━━━━━ RECORDED INFORMATION
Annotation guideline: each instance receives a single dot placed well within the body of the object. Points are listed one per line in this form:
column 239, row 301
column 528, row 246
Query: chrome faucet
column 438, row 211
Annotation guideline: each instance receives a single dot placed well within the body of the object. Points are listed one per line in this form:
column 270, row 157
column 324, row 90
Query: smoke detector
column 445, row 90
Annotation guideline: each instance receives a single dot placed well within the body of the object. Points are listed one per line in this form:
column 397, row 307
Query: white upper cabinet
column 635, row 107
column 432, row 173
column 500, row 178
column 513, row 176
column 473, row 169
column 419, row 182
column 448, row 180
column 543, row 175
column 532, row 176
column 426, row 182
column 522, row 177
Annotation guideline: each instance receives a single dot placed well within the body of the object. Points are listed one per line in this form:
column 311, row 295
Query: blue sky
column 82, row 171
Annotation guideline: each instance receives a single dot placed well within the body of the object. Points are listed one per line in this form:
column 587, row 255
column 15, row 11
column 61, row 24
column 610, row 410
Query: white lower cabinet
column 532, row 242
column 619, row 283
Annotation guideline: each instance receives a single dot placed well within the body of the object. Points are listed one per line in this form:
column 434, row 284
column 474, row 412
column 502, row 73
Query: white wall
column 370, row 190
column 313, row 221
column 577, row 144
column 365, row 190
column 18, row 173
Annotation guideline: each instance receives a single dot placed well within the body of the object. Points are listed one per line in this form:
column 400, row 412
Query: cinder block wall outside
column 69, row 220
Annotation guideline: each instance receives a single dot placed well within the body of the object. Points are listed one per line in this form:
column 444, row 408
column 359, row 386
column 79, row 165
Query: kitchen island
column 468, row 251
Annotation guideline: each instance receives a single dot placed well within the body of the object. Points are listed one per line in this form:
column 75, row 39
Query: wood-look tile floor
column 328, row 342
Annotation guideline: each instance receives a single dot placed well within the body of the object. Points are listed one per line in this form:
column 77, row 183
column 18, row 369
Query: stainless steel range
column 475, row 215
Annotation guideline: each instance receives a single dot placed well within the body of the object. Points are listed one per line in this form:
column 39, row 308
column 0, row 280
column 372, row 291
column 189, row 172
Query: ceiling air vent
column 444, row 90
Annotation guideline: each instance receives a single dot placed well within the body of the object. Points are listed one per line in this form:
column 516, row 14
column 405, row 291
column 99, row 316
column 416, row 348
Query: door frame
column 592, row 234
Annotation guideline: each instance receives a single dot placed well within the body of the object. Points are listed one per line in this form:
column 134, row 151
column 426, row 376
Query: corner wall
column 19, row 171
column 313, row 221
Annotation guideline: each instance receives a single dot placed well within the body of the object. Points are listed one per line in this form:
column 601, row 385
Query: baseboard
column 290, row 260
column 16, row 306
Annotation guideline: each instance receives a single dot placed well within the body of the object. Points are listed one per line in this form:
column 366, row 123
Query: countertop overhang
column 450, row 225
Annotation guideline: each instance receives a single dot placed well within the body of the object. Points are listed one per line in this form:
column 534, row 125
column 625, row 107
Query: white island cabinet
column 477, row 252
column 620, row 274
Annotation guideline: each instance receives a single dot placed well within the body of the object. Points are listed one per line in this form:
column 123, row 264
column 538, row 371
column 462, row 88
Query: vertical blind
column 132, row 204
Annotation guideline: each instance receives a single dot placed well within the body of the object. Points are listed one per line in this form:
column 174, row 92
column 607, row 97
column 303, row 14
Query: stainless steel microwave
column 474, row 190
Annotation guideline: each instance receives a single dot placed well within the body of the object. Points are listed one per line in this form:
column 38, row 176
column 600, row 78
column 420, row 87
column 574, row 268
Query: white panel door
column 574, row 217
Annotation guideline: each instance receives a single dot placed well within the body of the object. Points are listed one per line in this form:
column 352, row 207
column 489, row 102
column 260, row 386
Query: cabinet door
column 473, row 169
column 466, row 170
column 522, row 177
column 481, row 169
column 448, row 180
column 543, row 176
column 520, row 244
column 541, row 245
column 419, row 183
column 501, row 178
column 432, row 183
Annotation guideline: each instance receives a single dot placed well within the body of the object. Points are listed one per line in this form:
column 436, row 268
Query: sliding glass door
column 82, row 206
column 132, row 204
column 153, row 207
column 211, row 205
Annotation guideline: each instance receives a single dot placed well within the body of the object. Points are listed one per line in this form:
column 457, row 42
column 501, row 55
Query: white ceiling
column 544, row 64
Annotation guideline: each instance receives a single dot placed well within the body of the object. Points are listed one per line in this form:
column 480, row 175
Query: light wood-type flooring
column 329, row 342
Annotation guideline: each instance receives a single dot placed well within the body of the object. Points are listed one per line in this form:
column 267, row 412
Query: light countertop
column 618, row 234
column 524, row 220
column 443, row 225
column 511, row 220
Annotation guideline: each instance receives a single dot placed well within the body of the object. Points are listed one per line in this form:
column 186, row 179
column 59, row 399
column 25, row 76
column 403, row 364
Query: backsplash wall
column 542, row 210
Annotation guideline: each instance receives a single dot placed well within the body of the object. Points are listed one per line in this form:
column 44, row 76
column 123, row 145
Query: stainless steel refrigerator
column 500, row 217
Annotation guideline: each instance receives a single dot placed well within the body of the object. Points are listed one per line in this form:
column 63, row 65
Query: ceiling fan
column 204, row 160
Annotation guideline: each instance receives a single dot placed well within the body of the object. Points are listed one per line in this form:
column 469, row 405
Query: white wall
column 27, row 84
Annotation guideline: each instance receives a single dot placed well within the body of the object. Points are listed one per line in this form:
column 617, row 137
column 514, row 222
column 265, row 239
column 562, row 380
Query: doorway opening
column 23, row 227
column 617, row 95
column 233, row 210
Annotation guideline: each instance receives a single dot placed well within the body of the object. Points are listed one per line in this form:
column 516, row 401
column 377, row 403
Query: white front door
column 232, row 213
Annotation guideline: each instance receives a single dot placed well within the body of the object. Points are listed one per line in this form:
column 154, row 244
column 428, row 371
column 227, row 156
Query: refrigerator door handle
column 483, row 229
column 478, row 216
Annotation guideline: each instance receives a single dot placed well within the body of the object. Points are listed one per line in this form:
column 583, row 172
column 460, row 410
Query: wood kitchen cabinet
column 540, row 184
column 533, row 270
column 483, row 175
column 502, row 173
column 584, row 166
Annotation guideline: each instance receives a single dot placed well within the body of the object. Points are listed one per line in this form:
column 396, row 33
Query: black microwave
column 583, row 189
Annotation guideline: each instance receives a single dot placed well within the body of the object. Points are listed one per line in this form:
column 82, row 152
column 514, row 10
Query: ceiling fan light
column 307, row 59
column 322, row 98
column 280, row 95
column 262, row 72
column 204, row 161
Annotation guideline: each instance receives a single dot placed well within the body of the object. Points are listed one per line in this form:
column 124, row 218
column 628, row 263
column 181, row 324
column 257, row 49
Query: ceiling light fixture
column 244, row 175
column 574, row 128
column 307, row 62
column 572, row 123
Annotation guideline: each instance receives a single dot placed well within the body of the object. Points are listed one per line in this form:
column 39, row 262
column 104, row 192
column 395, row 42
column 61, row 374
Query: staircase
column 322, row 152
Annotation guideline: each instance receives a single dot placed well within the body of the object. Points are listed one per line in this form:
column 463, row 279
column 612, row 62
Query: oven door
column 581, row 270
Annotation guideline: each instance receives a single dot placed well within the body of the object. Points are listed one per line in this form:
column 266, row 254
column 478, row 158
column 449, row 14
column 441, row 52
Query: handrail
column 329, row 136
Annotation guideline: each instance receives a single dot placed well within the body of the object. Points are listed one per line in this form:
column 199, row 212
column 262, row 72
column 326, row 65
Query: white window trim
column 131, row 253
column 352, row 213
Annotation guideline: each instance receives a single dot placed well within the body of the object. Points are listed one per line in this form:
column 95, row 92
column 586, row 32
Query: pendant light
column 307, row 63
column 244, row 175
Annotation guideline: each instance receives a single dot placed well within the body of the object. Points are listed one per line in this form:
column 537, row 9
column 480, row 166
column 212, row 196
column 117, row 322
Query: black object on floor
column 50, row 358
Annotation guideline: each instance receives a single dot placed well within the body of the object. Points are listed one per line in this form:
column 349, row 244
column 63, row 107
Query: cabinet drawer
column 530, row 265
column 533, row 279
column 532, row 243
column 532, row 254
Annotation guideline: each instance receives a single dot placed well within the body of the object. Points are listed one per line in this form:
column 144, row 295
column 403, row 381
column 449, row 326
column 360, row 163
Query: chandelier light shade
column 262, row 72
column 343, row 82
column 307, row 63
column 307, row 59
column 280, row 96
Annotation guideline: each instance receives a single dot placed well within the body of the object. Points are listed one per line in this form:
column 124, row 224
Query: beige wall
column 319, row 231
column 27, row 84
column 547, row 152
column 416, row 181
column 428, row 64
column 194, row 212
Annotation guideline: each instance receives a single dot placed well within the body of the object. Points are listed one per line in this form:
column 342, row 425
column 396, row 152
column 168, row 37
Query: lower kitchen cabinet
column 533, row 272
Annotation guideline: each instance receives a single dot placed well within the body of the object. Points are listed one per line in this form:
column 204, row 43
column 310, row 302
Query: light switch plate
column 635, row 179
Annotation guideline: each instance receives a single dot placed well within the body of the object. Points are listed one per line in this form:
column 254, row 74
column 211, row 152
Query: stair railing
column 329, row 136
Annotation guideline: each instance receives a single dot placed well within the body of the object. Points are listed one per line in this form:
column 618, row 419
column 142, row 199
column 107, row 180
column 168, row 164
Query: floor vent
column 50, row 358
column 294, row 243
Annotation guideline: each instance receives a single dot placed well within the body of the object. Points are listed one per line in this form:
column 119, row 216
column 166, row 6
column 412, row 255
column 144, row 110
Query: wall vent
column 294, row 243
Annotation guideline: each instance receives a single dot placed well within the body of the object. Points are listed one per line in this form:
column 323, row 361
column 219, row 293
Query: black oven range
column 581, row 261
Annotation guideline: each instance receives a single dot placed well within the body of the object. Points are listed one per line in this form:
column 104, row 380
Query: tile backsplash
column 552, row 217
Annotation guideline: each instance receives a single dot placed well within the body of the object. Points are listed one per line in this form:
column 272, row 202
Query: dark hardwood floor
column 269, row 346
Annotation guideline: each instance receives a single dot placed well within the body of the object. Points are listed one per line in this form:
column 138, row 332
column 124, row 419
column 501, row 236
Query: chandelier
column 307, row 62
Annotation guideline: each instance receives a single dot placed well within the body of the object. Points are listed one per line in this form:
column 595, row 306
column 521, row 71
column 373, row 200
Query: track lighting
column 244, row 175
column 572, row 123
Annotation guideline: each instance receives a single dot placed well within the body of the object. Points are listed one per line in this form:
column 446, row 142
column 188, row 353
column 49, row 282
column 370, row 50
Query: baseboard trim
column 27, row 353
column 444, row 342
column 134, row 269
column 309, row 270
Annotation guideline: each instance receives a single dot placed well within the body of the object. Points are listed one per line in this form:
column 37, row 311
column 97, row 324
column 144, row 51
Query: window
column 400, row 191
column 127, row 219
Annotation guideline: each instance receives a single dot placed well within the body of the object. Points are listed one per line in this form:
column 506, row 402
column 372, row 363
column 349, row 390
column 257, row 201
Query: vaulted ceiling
━━━━━━━━━━
WHAT IS EXPECTED
Working from the records above, write out verbatim only the lines from the line containing "Query: door frame" through the line containing "column 625, row 107".

TASK OUTPUT
Query: door frame
column 592, row 234
Annotation guideline: each instance receives a single dot placed well within the body of the object. Points are listed one per line in this form:
column 134, row 151
column 426, row 376
Query: corner wall
column 19, row 171
column 313, row 221
Annotation guideline: each instance receives a single dot placed well within the body of the object. Points are listed one per line in this form:
column 601, row 385
Query: baseboard
column 290, row 260
column 16, row 306
Annotation guideline: each instance receives a single dot placed well within the body of the object. Points are listed one per line in this form:
column 366, row 123
Query: countertop overhang
column 450, row 225
Annotation guideline: each instance receives a single dot placed well within the body of the object. Points are listed one per line in this form:
column 534, row 125
column 625, row 107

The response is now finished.